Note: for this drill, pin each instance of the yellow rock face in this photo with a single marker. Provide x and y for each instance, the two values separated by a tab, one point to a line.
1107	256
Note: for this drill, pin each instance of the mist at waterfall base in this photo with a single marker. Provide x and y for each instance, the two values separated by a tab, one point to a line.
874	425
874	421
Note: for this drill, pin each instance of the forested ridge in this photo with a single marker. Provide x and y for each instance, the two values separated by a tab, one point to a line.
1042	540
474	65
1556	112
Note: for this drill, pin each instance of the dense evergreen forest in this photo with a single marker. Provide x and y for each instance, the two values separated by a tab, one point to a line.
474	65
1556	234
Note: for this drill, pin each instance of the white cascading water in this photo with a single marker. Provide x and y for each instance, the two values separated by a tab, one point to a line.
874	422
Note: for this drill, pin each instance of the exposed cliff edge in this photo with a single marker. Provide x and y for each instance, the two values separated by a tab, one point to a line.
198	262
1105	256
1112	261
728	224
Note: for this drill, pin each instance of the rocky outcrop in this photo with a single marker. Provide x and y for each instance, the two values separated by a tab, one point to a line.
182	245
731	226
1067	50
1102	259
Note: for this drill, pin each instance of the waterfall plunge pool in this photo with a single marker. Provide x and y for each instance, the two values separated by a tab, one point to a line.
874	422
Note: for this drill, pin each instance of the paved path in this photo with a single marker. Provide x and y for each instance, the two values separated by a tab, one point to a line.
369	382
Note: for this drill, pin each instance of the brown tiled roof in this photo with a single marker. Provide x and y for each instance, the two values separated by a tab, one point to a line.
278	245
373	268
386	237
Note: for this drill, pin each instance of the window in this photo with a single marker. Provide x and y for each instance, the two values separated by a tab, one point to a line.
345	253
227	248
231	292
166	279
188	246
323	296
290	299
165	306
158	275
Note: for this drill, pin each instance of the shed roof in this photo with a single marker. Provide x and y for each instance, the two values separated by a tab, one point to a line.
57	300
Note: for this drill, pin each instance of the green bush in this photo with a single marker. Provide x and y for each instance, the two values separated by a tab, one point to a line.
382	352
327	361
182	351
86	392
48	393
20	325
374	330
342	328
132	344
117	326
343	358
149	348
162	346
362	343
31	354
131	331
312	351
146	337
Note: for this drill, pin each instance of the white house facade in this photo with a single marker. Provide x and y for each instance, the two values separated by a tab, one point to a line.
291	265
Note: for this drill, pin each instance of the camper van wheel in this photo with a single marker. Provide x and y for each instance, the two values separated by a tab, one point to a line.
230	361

Problem to work on: This exercise requires an exact copy of all the records.

Response:
Note: for this drill, pin each instance of the yellow rock face in this photo with a single marker. Provide x and y for each instance, the two values separated by a tab, one point to a line.
1107	256
Note: for this drill, pin each instance of the mist at waterfall base in this photo with a single marker. Provide x and y for each instance, the two values separated by a tab, one point to a line.
874	425
874	421
Note: for this drill, pin each instance of the forested ridge in this photo with a single marker. Provide x and y for each instance, the two values separated by a tab, one point to a line.
1042	540
474	65
1556	112
Note: for this drill, pin each instance of the dense evergreen forest in this photo with a single marker. Provide x and y for each instance, the two values separated by a tab, one point to a line.
474	65
1556	234
Note: for this drill, pin each instance of the white cascading water in this photo with a single marker. Provide x and y for each instance, the two values separated by a tab, one point to a line.
874	422
Note: for this drill, pin each instance of the exposed cliff edge in this photo with a single marker. Provide x and y for each instance, the two values separated by a tab, one point to a line.
198	262
1105	256
1112	261
728	224
Note: for this drill, pin each instance of the rocky outcrop in this photo with a single marker. Provide x and y for each instance, the two values separated by a tab, one point to a line.
182	245
731	226
1067	50
1102	259
Note: for this drill, pin each instance of the waterfall plunge pool in this photo with a single marker. Provide x and y for each instance, the two values separated by a tab, one point to a line.
874	422
Note: for this drill, pin each instance of the paved path in this photo with a single marker. Provide x and y for each instance, the two values separated by a tab, one point to a line.
369	382
Note: for this drill, pin each instance of the brown tiled roof in this photo with a single marker. Provide x and y for each instance, the two values separated by a tab, one point to a line.
278	245
373	268
386	237
Note: for this drill, pin each instance of the window in this photo with a single marker. Provide x and y for each instance, the two values separated by a tab, one point to a line.
345	253
227	248
231	292
166	279
188	246
323	296
290	299
165	306
158	275
Note: for this drill, pin each instance of the shed roof in this photo with a single marker. Provide x and y for each instance, the two values separated by a tab, one point to a line.
57	300
Note: for this drill, pin each instance of the green bush in this photo with a single marker. Provide x and y for each instance, the two values separated by a tab, one point to a line.
382	352
327	361
182	351
86	392
48	393
20	325
374	330
342	328
132	344
117	326
343	358
149	348
162	346
362	343
31	354
131	331
312	351
146	337
Note: for this drill, pin each instance of the white house facade in this photo with a single marker. Provide x and y for each instance, the two values separated by a tab, one point to a line.
291	265
Note: for this drill, pin each instance of the camper van wheel in this photo with a single marker. Provide x and y for each instance, the two values separated by a tab, one point to a line.
230	361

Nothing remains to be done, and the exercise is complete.